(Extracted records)
──────────────────────────────

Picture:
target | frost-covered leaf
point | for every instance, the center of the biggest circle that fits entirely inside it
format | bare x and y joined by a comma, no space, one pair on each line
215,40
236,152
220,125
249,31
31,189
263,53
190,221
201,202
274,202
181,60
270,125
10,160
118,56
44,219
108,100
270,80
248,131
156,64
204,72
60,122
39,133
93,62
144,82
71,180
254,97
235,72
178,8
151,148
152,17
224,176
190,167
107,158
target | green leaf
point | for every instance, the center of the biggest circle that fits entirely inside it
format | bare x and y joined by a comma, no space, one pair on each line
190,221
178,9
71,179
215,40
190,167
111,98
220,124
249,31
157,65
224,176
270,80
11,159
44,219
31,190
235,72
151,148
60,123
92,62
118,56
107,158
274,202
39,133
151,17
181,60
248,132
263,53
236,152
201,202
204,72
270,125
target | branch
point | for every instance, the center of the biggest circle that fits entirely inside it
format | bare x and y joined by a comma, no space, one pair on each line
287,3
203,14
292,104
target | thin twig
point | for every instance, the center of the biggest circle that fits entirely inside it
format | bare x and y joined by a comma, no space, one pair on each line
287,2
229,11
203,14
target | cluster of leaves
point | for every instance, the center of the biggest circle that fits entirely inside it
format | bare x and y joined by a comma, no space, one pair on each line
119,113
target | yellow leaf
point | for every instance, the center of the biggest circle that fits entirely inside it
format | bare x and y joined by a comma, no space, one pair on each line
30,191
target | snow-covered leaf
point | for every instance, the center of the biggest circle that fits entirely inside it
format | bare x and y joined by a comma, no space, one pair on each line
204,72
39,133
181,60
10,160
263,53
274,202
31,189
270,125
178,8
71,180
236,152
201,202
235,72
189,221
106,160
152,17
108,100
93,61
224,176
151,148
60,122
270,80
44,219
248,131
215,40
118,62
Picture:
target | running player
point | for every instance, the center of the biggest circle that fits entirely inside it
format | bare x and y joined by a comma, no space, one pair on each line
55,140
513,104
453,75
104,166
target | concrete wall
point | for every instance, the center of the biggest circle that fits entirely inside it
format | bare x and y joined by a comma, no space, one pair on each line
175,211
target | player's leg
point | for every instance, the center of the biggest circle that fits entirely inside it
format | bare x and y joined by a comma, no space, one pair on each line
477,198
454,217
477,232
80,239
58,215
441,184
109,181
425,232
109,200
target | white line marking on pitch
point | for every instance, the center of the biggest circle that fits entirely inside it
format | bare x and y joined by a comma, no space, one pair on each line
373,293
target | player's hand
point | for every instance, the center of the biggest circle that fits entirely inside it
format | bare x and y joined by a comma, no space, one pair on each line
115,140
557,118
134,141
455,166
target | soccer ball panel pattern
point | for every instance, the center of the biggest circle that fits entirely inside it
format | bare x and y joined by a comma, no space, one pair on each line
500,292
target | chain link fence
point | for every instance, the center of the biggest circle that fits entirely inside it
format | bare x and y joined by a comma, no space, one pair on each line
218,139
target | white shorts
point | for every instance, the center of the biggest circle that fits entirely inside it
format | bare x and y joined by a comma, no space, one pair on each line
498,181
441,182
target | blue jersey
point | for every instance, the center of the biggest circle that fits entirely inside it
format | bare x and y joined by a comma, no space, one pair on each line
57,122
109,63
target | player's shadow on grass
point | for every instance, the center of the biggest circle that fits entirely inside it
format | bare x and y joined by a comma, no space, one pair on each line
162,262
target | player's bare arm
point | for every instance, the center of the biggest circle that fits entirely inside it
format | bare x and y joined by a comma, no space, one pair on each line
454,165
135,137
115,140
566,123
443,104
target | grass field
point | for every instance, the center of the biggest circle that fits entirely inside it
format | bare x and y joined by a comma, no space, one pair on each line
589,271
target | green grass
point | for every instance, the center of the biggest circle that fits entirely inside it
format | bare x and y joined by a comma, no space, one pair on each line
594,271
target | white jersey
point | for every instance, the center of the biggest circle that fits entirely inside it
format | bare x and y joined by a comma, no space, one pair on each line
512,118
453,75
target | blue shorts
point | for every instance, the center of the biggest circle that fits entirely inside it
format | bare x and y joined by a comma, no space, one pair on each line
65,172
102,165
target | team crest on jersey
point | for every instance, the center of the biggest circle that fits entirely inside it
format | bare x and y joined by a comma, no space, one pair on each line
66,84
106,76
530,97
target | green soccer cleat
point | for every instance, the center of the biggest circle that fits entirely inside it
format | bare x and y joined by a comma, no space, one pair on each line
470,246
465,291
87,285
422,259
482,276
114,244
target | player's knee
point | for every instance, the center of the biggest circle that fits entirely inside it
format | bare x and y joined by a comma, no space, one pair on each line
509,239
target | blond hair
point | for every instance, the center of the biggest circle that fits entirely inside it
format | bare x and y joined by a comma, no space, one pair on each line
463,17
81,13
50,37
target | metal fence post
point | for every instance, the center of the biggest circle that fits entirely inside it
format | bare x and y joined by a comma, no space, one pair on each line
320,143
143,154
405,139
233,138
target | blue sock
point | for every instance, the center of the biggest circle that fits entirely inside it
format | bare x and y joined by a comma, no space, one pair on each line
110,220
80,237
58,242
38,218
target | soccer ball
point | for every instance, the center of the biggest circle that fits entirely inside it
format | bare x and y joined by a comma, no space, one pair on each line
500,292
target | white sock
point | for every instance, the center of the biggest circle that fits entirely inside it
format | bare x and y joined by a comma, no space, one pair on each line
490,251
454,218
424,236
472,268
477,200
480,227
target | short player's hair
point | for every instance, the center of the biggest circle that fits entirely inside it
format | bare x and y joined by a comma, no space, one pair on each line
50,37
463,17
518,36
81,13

──────────────────────────────

WHAT THIS TASK INVOLVES — Quote the stretch of the listing from the line containing "target | blue sock" through the end of the listing, keeping every line word for word.

THE REPLY —
target | blue sock
point | for every instance, the center of the biggest circle that fits entirely inside it
format | bare x and y joined by a comma, no space, one pair on each line
110,220
80,237
58,242
38,218
target | soccer ball
point | for every instance, the center of the biggest circle that fits entirely inside it
format | bare x and y joined by a comma, no space, one pair on each line
500,292
target | white sock
point | for every instance, the center of the biggest circle that fits entirely inside it
format | bare x and y joined by a comma, no space, one pair on each line
490,251
454,218
424,236
472,268
477,200
480,227
target | short player's hair
point | for every instance, the center of the biggest circle that fits entirely inside it
format | bare x and y joined by a comma, no space, one pair on each line
50,37
463,17
518,36
81,13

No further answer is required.